= Records provided =
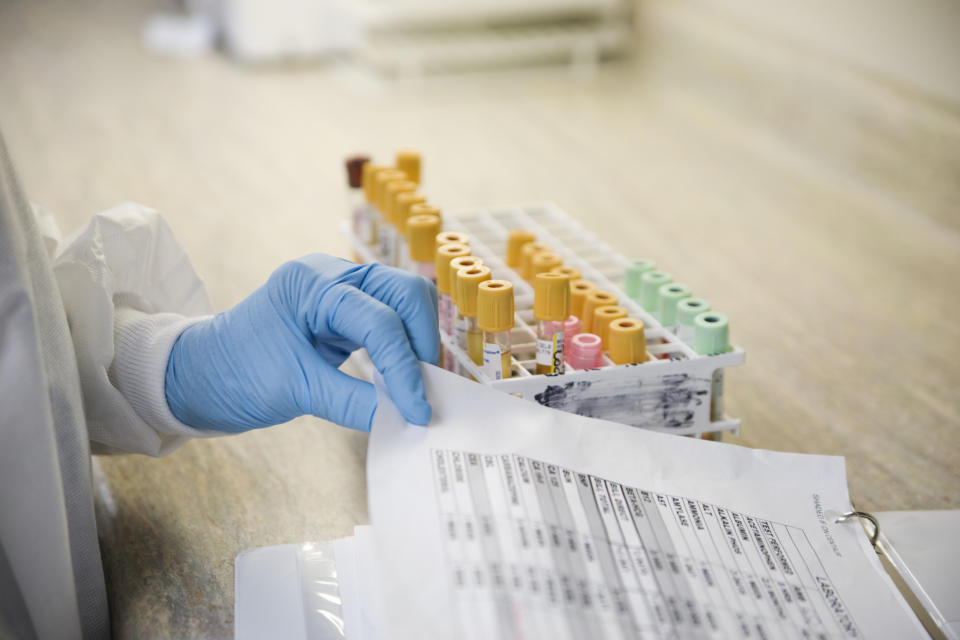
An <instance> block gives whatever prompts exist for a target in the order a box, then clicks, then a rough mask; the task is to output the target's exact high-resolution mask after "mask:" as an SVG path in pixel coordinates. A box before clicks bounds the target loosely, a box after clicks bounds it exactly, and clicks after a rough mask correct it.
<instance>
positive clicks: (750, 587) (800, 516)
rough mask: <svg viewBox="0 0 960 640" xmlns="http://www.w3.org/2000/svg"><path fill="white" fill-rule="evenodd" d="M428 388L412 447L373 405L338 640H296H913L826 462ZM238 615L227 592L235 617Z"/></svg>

--

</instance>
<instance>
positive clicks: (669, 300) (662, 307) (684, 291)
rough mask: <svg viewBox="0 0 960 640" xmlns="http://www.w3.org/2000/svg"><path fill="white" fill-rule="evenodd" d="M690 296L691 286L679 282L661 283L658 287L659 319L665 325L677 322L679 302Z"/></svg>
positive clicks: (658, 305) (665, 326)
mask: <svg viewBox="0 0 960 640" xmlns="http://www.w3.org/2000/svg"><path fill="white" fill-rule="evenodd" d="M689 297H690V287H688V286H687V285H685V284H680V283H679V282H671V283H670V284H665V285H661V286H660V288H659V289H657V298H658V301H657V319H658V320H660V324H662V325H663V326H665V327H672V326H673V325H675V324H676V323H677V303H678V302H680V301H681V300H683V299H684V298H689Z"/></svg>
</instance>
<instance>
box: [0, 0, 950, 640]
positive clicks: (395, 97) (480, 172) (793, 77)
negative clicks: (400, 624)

==

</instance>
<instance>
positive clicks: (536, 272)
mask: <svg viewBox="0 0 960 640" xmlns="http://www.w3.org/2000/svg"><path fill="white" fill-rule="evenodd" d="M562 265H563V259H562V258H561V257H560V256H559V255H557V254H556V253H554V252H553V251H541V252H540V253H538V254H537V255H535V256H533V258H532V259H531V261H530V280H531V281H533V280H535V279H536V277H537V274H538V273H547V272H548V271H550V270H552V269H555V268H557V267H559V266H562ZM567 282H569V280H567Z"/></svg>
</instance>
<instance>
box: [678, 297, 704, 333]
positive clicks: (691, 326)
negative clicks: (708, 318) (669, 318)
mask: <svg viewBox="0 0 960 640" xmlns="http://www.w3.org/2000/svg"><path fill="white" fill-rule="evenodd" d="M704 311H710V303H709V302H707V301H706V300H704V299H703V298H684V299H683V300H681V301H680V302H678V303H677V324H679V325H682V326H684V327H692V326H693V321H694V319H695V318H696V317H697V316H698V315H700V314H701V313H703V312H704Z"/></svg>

= Exercise brief =
Could you render the records as a numbered list, starting at the line that contains "An <instance> block" and stopping after the line that contains "388L412 447L373 405L338", with any blank lines left out?

= Solution =
1. An <instance> block gives whatever prompts exist for a target in the order a box, then clicks, then a rough mask; the task is to output the target's exact high-resolution mask after "mask:" as an SVG path in pixel coordinates. A box before clicks bounds the target loosely, a box after clicks bounds it exactly, and clicks after a rough mask correct it.
2. <instance>
3. positive clicks: (750, 587) (800, 516)
4. rough mask: <svg viewBox="0 0 960 640" xmlns="http://www.w3.org/2000/svg"><path fill="white" fill-rule="evenodd" d="M428 388L412 447L373 405L338 640H296H913L826 462ZM238 615L227 592L235 617Z"/></svg>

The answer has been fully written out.